■ EXCERPTED TEXT
+--

Wow, what a storm we had last week. Please know that our Bishop gave a dispensation from our Sunday obligation last week, so we don’t have to worry if we missed Mass. We were only able to have the 10:00am, 12:00pm and 5:30pm Masses on Sunday. Keep in mind it is always better to error on the side of caution when it comes to Mass during horrible weather. We want everyone to be safe. Also, the intentions from the Masses we didn’t have will be made up over the next few weeks.

Throughout the Gospel accounts Jesus praised individuals who put their faith in God as they remembered the great and wonderful deeds He had performed time and again. Jesus even praised outsiders non‐Jews and pagans from other lands who had heard about the mighty deeds of the God of Israel. One example Jesus mentioned was Naaman the pagan army commander from Syria who was afflicted with leprosy a debilitating skin disease that slowly ate away the flesh (2 Kings 5:1‐15). Naaman’s slave girl was a young Jewish woman who had faith in God and compassion for Naaman her master. She urged him to seek healing from Elisha, the great prophet of Israel. When Naaman went to the land of Israel to seek a cure for his leprosy, the prophet Elisha instructed him to bathe seven times in the Jordan River. Naaman was indignant at first, but then repented and followed the prophet’s instructions. In doing so he was immediately restored in body and spirit.

+--

■ EXCERPTED DATA
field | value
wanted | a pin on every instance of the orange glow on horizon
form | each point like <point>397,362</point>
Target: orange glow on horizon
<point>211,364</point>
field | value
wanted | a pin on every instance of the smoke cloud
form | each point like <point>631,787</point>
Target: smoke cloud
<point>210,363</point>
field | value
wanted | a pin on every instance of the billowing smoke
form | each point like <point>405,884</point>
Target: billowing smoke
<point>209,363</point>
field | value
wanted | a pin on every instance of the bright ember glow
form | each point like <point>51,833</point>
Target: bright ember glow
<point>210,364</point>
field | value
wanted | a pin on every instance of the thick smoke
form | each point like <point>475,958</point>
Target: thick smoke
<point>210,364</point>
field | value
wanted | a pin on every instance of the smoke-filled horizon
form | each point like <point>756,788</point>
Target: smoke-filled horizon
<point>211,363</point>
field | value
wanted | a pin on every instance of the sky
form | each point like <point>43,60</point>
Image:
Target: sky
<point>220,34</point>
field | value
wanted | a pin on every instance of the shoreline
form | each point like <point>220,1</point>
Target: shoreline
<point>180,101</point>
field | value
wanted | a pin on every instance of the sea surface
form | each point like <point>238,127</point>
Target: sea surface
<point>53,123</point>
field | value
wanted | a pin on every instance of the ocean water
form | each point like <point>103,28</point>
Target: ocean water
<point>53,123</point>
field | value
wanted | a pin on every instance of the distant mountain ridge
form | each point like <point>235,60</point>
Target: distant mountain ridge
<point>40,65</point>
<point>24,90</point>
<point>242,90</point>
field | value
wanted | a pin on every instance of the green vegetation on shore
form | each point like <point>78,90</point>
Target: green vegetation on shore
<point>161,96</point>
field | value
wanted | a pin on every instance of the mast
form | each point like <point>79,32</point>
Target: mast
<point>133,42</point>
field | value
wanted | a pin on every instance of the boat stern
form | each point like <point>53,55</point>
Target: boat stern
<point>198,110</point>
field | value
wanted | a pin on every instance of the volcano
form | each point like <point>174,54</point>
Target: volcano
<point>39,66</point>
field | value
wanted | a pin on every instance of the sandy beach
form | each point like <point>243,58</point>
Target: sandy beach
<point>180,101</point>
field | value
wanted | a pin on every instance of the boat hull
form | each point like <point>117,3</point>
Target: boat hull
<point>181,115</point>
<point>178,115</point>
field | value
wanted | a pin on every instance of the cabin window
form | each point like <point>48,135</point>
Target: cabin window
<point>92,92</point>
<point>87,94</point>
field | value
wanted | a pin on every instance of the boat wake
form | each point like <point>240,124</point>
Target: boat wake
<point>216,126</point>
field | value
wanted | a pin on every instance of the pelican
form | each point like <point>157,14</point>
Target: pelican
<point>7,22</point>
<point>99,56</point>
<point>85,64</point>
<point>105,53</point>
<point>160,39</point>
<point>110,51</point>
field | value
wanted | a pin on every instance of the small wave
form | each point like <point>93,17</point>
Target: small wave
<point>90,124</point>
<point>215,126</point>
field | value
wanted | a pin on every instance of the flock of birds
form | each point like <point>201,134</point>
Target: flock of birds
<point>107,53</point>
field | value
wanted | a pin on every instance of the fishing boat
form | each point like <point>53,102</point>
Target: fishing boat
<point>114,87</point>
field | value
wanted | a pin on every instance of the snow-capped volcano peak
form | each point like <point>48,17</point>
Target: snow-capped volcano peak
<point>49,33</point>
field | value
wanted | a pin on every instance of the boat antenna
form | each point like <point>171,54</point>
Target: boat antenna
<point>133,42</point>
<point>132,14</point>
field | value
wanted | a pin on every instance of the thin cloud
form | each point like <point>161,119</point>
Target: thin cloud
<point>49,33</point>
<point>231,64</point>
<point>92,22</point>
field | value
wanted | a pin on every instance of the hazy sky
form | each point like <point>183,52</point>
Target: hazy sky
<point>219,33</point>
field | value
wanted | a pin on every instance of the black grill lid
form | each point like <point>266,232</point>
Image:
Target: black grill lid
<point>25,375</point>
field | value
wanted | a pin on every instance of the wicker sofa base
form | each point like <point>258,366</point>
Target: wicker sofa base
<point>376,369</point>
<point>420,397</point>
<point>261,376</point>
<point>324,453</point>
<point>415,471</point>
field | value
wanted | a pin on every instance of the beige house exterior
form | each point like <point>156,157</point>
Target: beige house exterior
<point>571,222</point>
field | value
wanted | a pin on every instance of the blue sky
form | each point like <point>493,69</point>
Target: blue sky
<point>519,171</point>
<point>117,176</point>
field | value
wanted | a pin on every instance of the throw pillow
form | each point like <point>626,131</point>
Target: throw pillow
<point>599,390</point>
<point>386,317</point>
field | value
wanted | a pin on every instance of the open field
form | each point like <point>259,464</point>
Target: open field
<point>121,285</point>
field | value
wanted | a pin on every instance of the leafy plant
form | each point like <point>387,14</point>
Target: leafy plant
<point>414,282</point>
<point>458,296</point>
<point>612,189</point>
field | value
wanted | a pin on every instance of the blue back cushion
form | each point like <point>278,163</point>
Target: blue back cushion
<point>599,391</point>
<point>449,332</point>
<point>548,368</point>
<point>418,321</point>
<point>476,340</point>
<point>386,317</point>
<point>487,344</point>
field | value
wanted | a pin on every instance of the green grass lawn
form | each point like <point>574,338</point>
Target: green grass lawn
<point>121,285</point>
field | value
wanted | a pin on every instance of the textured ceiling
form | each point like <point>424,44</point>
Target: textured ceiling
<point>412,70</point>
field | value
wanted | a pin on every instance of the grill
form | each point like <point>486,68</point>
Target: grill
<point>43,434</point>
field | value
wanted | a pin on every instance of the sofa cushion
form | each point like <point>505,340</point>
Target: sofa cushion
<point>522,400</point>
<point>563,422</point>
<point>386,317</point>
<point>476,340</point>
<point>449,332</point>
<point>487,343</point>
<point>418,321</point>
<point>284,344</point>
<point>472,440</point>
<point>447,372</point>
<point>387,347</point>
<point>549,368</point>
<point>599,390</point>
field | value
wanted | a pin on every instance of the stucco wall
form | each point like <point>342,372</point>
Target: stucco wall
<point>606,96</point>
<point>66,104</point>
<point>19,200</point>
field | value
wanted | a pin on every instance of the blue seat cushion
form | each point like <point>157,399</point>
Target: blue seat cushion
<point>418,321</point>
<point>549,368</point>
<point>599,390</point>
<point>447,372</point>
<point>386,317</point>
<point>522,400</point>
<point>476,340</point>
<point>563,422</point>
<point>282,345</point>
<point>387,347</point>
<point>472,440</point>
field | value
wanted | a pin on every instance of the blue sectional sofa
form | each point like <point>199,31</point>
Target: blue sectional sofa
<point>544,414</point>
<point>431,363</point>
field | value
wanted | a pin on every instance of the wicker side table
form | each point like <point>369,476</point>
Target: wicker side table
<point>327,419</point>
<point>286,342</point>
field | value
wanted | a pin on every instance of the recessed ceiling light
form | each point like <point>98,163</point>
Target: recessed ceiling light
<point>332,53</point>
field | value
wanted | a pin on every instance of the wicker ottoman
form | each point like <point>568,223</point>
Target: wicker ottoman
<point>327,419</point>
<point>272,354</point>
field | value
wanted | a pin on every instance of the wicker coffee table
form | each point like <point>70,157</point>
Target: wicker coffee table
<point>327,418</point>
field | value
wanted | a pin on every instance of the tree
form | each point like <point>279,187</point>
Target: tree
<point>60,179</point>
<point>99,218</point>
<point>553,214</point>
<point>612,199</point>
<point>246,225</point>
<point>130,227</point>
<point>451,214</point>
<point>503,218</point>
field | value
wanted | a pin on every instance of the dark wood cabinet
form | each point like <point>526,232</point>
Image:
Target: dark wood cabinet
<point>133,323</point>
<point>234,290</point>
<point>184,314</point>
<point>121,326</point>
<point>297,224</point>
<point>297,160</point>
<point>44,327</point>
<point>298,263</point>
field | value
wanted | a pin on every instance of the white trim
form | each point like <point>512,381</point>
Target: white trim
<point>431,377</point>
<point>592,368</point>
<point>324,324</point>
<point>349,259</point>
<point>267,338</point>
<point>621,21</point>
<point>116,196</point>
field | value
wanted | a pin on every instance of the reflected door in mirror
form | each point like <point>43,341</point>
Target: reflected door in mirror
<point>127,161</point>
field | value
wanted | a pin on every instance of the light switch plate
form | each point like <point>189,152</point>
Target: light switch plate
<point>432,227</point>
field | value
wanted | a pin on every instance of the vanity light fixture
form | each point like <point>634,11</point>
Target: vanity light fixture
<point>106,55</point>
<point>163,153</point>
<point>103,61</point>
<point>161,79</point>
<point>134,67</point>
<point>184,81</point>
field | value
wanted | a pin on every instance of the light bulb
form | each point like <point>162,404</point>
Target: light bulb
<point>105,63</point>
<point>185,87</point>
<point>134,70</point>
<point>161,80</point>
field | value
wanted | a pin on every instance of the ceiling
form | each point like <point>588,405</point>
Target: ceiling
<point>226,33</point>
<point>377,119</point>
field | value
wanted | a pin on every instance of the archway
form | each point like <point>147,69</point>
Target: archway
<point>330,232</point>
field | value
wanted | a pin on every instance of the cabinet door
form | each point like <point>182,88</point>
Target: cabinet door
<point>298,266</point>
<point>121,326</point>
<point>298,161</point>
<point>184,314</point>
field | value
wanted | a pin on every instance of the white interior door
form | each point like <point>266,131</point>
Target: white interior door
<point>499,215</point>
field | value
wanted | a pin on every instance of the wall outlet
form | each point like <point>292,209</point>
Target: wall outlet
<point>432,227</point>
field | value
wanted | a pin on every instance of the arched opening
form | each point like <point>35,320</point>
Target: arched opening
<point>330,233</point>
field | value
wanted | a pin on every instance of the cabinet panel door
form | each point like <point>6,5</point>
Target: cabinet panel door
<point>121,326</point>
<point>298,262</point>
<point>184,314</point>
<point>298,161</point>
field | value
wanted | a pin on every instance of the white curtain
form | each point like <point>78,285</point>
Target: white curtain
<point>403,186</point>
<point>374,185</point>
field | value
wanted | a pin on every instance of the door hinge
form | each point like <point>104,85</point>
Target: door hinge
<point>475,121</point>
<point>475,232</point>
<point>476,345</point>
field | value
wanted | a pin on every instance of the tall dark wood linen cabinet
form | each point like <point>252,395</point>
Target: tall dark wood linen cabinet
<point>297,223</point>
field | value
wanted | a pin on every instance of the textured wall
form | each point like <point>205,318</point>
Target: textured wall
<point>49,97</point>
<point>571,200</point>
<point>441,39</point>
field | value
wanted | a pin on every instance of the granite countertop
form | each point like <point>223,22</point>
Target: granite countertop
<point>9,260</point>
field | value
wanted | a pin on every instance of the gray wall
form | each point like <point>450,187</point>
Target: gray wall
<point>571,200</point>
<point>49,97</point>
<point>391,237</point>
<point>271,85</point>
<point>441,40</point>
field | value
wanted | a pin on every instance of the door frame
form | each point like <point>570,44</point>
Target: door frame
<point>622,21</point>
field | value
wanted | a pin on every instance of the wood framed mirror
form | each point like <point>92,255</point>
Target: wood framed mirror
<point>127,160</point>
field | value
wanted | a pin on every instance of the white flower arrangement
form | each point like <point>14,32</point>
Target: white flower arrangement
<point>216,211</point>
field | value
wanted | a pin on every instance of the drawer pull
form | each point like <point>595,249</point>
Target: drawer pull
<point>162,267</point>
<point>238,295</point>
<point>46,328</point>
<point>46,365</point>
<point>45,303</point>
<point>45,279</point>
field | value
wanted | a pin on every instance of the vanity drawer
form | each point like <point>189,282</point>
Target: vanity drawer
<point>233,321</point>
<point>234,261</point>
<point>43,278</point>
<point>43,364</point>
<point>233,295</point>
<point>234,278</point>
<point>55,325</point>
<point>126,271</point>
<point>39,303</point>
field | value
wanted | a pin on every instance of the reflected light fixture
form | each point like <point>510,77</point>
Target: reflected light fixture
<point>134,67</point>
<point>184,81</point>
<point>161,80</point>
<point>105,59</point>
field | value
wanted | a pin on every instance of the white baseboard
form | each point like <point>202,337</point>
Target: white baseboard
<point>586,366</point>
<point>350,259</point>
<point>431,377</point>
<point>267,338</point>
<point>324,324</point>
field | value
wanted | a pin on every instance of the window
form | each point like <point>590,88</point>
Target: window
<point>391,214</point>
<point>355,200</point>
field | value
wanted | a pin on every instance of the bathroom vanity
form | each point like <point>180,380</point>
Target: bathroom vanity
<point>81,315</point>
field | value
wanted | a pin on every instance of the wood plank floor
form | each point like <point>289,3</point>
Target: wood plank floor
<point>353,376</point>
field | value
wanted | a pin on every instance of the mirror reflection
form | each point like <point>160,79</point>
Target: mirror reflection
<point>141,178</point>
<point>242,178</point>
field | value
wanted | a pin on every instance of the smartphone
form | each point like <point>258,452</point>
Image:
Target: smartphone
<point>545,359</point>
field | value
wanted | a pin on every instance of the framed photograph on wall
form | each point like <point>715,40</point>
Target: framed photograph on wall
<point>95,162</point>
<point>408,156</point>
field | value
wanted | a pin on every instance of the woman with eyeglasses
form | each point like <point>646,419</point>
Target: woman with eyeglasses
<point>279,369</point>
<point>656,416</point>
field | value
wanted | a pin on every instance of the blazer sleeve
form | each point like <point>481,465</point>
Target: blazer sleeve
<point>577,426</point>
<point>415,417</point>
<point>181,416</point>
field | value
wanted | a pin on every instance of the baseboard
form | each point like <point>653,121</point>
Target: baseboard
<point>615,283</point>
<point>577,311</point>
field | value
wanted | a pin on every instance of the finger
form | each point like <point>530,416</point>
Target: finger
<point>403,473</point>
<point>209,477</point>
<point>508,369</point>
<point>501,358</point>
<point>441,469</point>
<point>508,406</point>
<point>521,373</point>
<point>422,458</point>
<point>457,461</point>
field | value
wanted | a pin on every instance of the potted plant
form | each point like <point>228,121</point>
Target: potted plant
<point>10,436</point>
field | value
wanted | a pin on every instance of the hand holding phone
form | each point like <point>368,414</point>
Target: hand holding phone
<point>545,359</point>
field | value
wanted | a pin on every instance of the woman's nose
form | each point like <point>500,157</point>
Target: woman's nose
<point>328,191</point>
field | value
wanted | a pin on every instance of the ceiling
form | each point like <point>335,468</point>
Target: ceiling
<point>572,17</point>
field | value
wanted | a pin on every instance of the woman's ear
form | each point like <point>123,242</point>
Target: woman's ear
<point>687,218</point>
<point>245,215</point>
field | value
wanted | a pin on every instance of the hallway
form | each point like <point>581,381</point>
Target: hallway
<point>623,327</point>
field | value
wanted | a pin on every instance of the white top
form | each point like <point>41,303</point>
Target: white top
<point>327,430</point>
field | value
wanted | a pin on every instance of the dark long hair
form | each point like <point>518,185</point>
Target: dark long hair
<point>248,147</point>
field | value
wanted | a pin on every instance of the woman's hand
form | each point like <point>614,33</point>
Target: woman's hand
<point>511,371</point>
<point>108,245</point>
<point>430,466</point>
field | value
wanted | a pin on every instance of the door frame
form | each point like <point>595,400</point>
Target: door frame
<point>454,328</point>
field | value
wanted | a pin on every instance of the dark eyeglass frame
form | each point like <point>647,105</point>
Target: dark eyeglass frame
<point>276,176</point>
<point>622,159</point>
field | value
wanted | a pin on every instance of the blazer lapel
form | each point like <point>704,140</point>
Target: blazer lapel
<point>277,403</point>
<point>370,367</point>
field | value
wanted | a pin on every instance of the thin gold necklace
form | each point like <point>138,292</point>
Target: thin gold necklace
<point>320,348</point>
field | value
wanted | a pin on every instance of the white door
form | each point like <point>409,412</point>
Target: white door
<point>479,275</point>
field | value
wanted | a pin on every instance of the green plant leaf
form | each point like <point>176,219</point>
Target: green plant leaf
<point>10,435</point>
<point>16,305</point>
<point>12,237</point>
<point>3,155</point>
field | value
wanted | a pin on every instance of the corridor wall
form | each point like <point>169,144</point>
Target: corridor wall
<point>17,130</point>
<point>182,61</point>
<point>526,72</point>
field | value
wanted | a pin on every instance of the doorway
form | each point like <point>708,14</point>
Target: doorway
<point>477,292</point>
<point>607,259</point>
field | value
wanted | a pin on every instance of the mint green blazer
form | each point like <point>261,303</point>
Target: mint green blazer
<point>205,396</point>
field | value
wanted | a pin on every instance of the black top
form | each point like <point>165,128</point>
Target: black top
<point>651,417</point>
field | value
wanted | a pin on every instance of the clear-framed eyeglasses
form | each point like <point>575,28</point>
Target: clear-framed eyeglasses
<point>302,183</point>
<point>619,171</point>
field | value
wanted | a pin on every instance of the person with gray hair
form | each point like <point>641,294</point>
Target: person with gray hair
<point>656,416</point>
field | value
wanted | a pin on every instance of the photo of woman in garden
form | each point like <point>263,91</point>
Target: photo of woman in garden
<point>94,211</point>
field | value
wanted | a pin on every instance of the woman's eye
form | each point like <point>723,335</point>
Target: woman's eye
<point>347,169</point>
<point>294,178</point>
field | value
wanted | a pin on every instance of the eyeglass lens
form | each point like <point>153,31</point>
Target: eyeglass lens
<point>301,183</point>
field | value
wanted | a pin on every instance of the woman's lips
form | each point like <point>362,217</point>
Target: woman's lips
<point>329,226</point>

+--

■ DIRECTIONS
• 1. Please copy the parish bulletin excerpt from "Wow, what a" up to and including "next few weeks.".
• 2. Which Sunday Mass times does the parish bulletin excerpt say were held?
• 3. Pick up the parish bulletin excerpt after its last sentence and continue writing it.

■ TASK RESPONSES
• 1.
Wow, what a storm we had last week. Please know that our Bishop gave a dispensation from our Sunday obligation last week, so we don’t have to worry if we missed Mass. We were only able to have the 10:00am, 12:00pm and 5:30pm Masses on Sunday. Keep in mind it is always better to error on the side of caution when it comes to Mass during horrible weather. We want everyone to be safe. Also, the intentions from the Masses we didn’t have will be made up over the next few weeks.

• 2. 10:00am, 12:00pm, 5:30pm

• 3.
What is the significance of Naaman’s healing for us? Ephrem the Syrian (306‐373 AD), an early Christian teacher from Edessa, tells us that Naaman’s miraculous healing at the River Jordan, prefigures the mystery of the healing which is freely granted to all nations of the earth by our Lord Jesus through the regenerating waters of baptism and renewal in the Holy Spirit (Titus 3:5). “Therefore Naaman was sent to the Jordan as to the remedy capable to heal a human being. Indeed, sin is the leprosy of the soul, which is not perceived by the senses, but intelligence has the proof of it, and human nature must be delivered from this disease by Christ’s power which is hidden in baptism. It was necessary that Naaman, in order to be purified from two diseases, that of the soul and that of the body, might represent in his own person the purification of all the nations through the bath of regeneration, whose beginning was in the river Jordan, the mother and originator of baptism.” (commentary ON THE SECOND BOOK OF KINGS 5.10‐1)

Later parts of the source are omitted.